▸ Exercise objective
Locate each line in the material below that contains the word "house" and copy those lines out.

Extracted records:
_ _ _ _ _
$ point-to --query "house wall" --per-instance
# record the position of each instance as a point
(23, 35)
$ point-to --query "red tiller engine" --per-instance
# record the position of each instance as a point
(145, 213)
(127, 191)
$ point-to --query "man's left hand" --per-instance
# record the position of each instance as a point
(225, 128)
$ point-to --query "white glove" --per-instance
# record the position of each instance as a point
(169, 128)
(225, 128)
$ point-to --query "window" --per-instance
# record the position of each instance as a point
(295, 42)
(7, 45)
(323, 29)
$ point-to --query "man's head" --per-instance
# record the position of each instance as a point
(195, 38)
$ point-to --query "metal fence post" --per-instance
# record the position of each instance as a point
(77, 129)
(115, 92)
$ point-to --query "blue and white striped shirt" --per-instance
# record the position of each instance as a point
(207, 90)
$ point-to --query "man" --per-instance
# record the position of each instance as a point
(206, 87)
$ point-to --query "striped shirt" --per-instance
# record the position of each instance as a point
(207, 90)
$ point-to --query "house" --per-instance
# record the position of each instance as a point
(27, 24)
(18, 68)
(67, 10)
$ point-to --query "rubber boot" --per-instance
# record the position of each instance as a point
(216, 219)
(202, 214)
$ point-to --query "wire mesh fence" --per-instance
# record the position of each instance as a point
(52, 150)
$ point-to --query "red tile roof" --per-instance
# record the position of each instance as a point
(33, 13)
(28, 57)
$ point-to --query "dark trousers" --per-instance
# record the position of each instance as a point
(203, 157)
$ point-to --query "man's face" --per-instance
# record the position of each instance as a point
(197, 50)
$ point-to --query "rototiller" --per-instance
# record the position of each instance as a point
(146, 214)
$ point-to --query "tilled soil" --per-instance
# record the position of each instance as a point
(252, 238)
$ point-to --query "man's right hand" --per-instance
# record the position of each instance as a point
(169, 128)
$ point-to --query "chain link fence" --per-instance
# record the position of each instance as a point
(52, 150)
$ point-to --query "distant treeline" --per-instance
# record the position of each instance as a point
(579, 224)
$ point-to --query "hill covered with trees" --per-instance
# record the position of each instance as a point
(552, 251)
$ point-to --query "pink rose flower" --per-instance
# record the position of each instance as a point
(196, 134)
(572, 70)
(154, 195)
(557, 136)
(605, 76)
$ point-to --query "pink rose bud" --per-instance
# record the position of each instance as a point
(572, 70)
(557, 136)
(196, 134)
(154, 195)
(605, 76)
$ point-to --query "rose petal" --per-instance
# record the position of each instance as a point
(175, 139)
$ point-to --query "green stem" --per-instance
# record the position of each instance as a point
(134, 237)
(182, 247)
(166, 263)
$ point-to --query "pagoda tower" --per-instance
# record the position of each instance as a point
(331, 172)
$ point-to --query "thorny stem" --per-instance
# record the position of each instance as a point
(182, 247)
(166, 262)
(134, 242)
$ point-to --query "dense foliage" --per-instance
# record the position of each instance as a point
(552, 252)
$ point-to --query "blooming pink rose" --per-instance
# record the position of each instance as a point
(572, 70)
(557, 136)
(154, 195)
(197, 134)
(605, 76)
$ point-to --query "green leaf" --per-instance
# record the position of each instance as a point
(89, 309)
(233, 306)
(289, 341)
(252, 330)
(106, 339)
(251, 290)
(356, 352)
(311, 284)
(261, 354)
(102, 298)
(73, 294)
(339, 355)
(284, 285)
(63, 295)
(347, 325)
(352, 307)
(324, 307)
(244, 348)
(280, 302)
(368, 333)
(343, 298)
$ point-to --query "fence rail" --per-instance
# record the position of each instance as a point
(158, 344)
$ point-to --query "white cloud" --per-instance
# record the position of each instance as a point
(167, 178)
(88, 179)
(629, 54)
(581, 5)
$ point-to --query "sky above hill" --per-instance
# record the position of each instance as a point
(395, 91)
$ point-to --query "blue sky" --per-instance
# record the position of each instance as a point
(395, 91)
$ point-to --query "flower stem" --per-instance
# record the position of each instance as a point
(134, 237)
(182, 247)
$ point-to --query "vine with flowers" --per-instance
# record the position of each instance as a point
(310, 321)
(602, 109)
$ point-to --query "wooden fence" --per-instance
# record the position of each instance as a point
_ _ _ _ _
▸ Solution to this exercise
$ point-to --query "house wall" --per-instance
$ point-to --query "house" --per-instance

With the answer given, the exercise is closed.